## Exercise requirements
A bare count is the expected answer, namely the number of lines in the records that have the word "block".

## Records provided
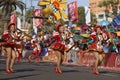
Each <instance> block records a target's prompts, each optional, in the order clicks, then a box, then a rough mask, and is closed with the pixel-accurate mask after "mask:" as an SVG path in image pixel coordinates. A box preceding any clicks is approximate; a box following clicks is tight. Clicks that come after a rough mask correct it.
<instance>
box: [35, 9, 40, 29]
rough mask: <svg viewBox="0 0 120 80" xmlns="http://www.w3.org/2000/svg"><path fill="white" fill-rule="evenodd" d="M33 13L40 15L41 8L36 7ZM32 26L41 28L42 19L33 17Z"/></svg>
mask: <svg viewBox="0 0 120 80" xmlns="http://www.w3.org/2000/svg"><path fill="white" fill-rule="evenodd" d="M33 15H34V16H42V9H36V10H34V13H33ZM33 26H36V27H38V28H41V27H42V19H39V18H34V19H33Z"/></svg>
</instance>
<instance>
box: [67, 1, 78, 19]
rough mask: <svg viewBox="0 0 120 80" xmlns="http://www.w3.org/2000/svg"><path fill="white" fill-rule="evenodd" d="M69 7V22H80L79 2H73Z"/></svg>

...

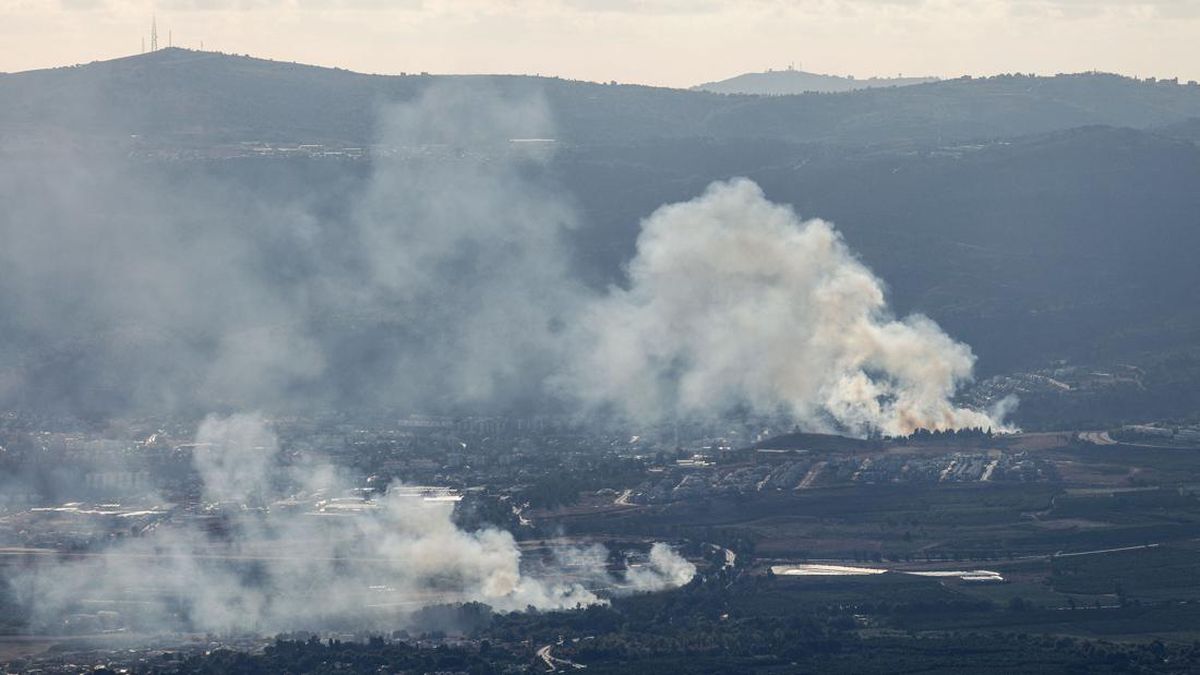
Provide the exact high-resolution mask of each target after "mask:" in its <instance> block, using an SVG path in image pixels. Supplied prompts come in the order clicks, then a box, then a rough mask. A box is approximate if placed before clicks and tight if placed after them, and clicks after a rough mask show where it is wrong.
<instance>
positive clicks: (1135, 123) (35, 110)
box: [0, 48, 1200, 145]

## Written solution
2